▶ _What you will do_
From the line containing "above contains striped" onward to the last line of the data below, copy each line exactly and add nothing.

^^^^^^^^

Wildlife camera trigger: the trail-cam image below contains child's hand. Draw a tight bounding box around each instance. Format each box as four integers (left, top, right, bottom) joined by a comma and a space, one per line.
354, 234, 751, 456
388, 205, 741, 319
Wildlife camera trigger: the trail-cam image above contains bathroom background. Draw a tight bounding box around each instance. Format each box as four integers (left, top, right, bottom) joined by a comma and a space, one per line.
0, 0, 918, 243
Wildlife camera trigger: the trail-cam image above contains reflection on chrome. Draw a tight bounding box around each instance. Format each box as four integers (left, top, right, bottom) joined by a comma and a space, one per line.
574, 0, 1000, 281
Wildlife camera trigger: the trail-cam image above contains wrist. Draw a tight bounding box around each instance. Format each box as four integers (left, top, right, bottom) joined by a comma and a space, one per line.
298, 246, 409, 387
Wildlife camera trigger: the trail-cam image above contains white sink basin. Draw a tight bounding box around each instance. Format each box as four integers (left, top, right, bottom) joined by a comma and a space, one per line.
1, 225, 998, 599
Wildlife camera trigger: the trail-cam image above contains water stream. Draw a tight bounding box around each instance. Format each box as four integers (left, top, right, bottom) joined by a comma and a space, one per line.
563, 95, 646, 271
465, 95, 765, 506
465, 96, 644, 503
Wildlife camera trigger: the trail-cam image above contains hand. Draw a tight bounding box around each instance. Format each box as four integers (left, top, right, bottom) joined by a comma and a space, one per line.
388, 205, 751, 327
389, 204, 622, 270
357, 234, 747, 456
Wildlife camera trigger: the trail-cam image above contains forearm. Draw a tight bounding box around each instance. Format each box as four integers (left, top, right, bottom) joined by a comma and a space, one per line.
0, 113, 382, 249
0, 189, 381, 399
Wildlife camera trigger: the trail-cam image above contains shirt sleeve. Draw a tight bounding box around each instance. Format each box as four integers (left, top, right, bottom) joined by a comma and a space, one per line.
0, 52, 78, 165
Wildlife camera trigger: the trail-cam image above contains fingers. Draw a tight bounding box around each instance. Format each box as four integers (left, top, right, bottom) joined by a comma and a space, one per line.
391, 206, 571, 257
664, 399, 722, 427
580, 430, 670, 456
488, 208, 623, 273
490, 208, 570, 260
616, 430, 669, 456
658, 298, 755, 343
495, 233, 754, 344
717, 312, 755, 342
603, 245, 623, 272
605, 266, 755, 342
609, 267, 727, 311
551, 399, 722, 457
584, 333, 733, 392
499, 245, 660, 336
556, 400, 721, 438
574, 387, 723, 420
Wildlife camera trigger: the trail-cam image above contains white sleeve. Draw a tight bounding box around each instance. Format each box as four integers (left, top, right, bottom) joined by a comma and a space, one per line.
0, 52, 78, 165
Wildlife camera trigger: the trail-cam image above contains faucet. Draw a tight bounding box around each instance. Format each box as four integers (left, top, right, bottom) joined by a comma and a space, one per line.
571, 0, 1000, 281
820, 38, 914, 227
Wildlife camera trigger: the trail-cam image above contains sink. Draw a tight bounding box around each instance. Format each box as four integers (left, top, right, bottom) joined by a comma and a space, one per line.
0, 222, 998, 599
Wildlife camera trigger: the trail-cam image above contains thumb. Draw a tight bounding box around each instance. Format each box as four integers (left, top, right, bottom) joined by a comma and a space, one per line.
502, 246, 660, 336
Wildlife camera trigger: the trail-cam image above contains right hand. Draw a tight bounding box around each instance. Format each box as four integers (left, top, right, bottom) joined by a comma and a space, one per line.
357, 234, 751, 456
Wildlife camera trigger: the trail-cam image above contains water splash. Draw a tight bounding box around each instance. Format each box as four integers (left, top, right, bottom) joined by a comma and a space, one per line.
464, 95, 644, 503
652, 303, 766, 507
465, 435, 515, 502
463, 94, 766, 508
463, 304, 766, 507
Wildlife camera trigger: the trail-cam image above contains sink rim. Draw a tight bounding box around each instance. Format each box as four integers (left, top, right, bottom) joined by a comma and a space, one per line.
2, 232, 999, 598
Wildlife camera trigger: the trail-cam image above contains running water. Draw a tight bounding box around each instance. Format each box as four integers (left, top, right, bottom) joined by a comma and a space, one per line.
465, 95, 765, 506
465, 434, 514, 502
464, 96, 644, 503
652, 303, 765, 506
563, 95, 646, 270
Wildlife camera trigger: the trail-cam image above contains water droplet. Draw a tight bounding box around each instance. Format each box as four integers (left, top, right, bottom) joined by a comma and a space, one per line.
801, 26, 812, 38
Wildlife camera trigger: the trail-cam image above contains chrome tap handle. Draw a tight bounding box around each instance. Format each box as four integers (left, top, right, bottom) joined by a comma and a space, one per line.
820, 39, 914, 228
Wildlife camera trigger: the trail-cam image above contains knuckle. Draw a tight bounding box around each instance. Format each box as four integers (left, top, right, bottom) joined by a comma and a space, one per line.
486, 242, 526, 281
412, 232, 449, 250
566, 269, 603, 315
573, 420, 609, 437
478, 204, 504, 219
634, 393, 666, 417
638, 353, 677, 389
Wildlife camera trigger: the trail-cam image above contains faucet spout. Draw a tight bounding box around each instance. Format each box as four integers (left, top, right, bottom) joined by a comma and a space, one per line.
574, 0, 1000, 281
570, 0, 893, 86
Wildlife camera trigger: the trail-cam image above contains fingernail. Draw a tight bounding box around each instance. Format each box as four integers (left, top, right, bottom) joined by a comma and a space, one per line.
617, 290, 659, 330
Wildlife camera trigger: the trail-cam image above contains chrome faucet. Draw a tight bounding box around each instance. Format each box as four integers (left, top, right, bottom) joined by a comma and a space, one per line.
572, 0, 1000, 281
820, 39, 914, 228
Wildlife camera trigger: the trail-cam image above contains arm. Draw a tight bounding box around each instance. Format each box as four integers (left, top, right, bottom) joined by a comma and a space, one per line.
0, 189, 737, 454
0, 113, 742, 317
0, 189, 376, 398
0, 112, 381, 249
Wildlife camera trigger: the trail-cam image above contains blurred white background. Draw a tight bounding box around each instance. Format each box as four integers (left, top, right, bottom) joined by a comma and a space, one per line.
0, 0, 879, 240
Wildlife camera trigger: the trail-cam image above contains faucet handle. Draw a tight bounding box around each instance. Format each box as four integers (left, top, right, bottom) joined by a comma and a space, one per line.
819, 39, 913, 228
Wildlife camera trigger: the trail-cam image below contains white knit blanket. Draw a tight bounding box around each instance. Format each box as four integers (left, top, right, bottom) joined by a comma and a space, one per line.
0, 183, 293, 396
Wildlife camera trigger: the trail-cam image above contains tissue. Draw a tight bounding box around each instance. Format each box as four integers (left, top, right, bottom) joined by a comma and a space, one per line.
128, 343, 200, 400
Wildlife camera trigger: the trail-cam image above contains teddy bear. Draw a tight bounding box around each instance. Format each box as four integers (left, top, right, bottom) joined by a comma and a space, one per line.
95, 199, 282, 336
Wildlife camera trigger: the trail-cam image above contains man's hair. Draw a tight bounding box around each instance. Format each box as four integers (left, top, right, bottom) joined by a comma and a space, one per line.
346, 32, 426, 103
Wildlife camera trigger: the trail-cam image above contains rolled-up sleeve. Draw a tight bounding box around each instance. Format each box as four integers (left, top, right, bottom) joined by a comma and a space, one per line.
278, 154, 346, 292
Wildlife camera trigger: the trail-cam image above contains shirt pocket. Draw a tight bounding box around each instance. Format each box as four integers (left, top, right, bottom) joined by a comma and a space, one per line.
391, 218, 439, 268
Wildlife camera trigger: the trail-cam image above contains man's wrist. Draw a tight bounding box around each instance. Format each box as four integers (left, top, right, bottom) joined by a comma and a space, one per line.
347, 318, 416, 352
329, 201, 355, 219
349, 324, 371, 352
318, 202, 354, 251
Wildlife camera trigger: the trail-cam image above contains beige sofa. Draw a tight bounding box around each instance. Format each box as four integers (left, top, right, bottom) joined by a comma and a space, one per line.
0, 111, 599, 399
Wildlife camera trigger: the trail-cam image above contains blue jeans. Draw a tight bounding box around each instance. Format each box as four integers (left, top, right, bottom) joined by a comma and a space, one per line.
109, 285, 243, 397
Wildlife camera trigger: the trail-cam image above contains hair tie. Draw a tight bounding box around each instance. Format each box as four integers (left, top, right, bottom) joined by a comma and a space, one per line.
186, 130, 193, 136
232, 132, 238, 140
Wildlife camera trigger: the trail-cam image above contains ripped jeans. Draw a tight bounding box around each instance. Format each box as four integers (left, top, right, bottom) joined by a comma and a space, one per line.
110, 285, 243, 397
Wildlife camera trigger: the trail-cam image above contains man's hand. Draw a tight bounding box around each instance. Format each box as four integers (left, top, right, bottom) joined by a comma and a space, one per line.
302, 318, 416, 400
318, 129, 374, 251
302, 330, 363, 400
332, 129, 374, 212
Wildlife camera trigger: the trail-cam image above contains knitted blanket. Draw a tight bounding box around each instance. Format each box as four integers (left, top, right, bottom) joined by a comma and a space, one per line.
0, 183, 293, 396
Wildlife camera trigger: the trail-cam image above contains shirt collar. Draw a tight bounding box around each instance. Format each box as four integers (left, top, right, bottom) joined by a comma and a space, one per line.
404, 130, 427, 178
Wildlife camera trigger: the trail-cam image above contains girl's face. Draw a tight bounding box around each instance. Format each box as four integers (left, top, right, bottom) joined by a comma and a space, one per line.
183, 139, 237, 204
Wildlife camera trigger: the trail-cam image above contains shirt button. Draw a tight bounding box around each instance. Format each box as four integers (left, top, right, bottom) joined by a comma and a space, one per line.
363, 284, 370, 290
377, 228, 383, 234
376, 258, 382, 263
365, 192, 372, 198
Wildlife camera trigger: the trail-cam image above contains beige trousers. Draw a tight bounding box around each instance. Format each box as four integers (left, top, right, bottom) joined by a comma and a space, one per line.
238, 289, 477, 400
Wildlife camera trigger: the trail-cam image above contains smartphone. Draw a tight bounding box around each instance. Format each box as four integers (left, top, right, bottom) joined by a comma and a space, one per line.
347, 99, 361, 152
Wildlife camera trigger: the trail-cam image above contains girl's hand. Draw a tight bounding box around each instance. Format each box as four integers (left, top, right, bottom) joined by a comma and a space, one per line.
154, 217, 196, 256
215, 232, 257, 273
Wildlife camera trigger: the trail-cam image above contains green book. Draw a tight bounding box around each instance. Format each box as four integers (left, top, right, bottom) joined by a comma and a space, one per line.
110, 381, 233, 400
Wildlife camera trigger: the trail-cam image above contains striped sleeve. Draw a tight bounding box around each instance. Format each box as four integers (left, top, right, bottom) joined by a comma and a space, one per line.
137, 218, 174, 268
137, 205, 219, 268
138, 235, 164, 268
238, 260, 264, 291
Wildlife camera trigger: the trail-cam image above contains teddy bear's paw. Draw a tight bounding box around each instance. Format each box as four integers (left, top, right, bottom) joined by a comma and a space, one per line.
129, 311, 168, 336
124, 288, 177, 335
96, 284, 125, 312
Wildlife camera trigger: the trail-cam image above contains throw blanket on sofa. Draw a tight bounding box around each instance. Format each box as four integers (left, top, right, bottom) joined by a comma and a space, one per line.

^^^^^^^^

▶ _Solved exercise_
Wildlife camera trigger: the trail-cam image above contains striped sleeve. Draw a tight bounding box around each instance. Format each box as four integers (left, top, right, bottom) joined by a comma and a space, one per line.
137, 218, 174, 268
137, 205, 219, 268
138, 235, 164, 268
238, 260, 264, 291
Wildlife camera trigger: the trail-cam image above contains teddy bear's paw. Draw a tight bounding box around each instance. Format each box as four integers (left, top, right, bottom) joined by a comma and a space, one per line.
129, 311, 168, 336
124, 288, 177, 335
96, 284, 125, 312
Wildlife camera trigger: the trail-cam image above contains throw blanket on sofa. Draw a tight bounding box around each instance. Format each box as four integers (left, top, right, bottom) joined by a comma and a space, one per line.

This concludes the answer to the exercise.